» **What needs to be done**
Could you give the data below again exactly, apart from the pictures?

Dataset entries
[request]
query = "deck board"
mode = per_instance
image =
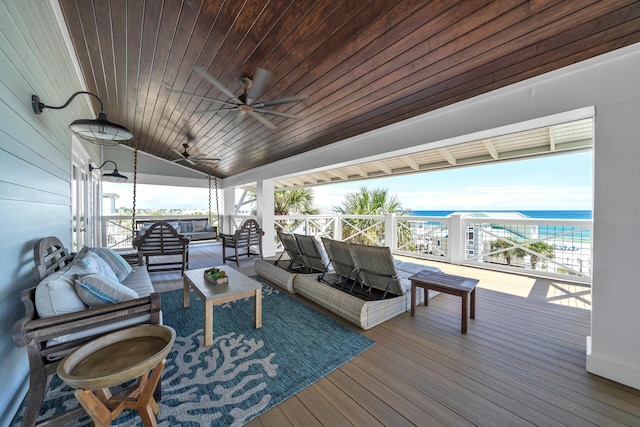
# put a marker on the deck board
(522, 362)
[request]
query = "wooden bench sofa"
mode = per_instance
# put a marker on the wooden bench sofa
(48, 339)
(195, 228)
(162, 248)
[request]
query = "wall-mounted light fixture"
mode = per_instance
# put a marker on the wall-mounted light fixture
(99, 130)
(114, 176)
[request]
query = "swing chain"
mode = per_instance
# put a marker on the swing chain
(210, 216)
(135, 178)
(215, 180)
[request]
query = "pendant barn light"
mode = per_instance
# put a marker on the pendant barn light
(99, 130)
(114, 176)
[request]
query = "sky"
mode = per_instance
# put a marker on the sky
(561, 182)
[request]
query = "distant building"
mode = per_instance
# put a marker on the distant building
(109, 203)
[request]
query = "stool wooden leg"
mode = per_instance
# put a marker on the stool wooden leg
(96, 409)
(146, 404)
(413, 299)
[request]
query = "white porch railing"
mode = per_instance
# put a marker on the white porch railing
(542, 247)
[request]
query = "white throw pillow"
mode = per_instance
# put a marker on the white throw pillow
(93, 264)
(55, 294)
(118, 265)
(96, 290)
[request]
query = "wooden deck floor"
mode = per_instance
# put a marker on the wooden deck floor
(522, 362)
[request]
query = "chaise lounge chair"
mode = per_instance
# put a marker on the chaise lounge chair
(340, 258)
(315, 259)
(376, 269)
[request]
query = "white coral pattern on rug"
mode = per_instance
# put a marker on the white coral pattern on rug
(230, 358)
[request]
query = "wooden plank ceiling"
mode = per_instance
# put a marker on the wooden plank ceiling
(363, 64)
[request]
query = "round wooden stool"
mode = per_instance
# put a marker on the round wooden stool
(114, 359)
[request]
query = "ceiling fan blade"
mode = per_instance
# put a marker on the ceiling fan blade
(239, 119)
(217, 84)
(178, 153)
(219, 110)
(262, 120)
(277, 113)
(281, 101)
(260, 79)
(206, 98)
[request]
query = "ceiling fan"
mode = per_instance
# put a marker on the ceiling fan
(184, 155)
(245, 105)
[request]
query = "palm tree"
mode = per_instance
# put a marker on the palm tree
(365, 201)
(298, 201)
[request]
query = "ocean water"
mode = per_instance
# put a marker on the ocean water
(561, 214)
(543, 230)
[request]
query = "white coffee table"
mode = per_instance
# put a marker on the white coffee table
(239, 286)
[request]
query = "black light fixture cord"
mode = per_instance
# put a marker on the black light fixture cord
(102, 165)
(72, 98)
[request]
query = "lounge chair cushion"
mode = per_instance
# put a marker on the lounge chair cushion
(96, 289)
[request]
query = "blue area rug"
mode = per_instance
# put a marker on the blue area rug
(246, 371)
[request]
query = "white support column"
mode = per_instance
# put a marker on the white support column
(228, 209)
(456, 240)
(266, 216)
(337, 234)
(390, 235)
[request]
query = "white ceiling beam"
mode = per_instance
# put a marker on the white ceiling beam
(339, 174)
(448, 156)
(491, 148)
(384, 168)
(410, 162)
(359, 171)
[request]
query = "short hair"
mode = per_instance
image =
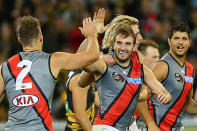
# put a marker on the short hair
(28, 29)
(179, 26)
(117, 22)
(144, 44)
(124, 30)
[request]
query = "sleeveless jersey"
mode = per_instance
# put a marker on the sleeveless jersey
(118, 90)
(72, 122)
(178, 83)
(29, 86)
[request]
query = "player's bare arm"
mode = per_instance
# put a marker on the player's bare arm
(157, 88)
(143, 93)
(79, 103)
(191, 105)
(68, 61)
(1, 83)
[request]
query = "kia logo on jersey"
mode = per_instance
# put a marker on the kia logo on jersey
(178, 77)
(25, 100)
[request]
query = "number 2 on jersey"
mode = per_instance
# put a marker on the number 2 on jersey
(26, 64)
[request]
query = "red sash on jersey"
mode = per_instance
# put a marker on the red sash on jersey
(171, 116)
(41, 108)
(125, 98)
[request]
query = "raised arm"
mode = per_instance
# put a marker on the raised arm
(80, 102)
(68, 61)
(2, 86)
(156, 87)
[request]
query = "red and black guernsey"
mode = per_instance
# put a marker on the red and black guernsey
(178, 83)
(171, 116)
(125, 97)
(42, 106)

» **Response area**
[request]
query = "deck board"
mode = per_instance
image =
# put a marker on the deck board
(522, 362)
[request]
query = "wooden bench sofa"
mode = per_instance
# put a marker on the wooden bench sofa
(48, 339)
(195, 228)
(162, 248)
[request]
query = "wall-mounted light fixture"
mode = per_instance
# put a marker on the wall-mounted light fixture
(99, 130)
(114, 176)
[request]
query = "swing chain"
mode = per_instance
# put a marker on the swing chain
(210, 216)
(135, 178)
(215, 180)
[request]
query = "pendant barn light"
mode = per_instance
# put a marker on the pendant barn light
(99, 130)
(114, 176)
[request]
query = "sky"
mode = per_instance
# put a marker on the sky
(561, 182)
[request]
query = "distant building"
mode = per_instance
# put a marker on the distant building
(109, 203)
[request]
query = "stool wooden leg"
mode = per_instance
# put a marker on the stool wooden leg
(96, 409)
(146, 404)
(413, 299)
[request]
query = "white porch railing"
mode = per_instance
# put a marker on the white porch railing
(542, 247)
[request]
query = "white throw pillow"
mode = per_instance
# put a marker on the white throw pillow
(93, 264)
(55, 294)
(118, 265)
(96, 290)
[request]
query = "wooden deck floor"
mode = per_instance
# put a marker on the wooden deck floor
(522, 362)
[request]
query = "chaise lounge chair"
mode = per_instance
# put a marker on the chaise lounge chair
(340, 258)
(315, 259)
(376, 269)
[request]
query = "white coral pattern on rug"
mode = per_instance
# put a marker on the white coral pattern on rug
(230, 358)
[request]
query = "wooden plank ceiling"
mode = per_instance
# put a marker on the wooden plank ceiling
(363, 64)
[request]
query = "round wooden stool"
mode = per_instance
# put a marker on the round wooden stool
(114, 359)
[request]
query = "ceiling fan blade"
mode = per_instance
# put a marker on the ceiling fan blade
(239, 119)
(217, 84)
(178, 153)
(219, 110)
(262, 120)
(277, 113)
(281, 101)
(260, 79)
(206, 98)
[request]
query = "ceiling fan"
mode = per_instance
# put a marker on the ceiling fan
(184, 155)
(245, 105)
[request]
query = "palm tree"
mode = per_instance
# put a marker on the palm tree
(365, 201)
(298, 201)
[request]
query = "ocean water"
mode = per_instance
# put a marker on the ocean water
(561, 214)
(543, 230)
[request]
query = "white coffee table"
mode = per_instance
# put a marker on the white coffee table
(239, 286)
[request]
query = "black light fixture cord"
mode = per_instance
# put a marker on the black light fixture cord
(102, 165)
(72, 98)
[request]
query = "lounge chair cushion"
mode = per_instance
# put a marker on the lounge chair cushion
(96, 289)
[request]
query = "blue area rug"
mode = per_instance
# put a marker on the blue area rug
(246, 371)
[request]
query = "white support column"
mode = per_instance
# put a marker on the white support column
(228, 209)
(456, 240)
(266, 216)
(337, 234)
(390, 235)
[request]
query = "white ceiling beam"
mode = per_instance
# put a marker on the white ceiling beam
(339, 174)
(448, 156)
(491, 148)
(384, 168)
(410, 162)
(359, 171)
[request]
query = "short hair"
mode = per_instance
image =
# put a marker on the short hair
(28, 29)
(179, 26)
(117, 22)
(144, 44)
(124, 30)
[request]
query = "sleeveless jersey"
mode = per_instance
# put a marker on the sleeveless jersey
(118, 90)
(72, 122)
(178, 83)
(29, 86)
[request]
query = "player's bare arm"
mode = per_instance
# put a marker on the player's bare arm
(157, 88)
(143, 93)
(79, 103)
(191, 105)
(68, 61)
(1, 83)
[request]
query = "kia logo on jersey"
mode = per_instance
# put a marker on the kia logo on jersey
(178, 77)
(25, 100)
[request]
query = "number 2 on jersey"
mode = per_instance
# put a marker on the number 2 on jersey
(26, 64)
[request]
query = "red sash on jersey"
mode = per_instance
# put a marker on the red sash on jersey
(171, 116)
(41, 108)
(125, 98)
[request]
query = "raised arm"
mode = per_instance
# put a marker on the raised arm
(80, 102)
(68, 61)
(2, 86)
(156, 87)
[request]
query = "red and black guernsey"
mode = per_instance
# put a marker on the red and black guernsey
(178, 83)
(171, 116)
(125, 97)
(42, 106)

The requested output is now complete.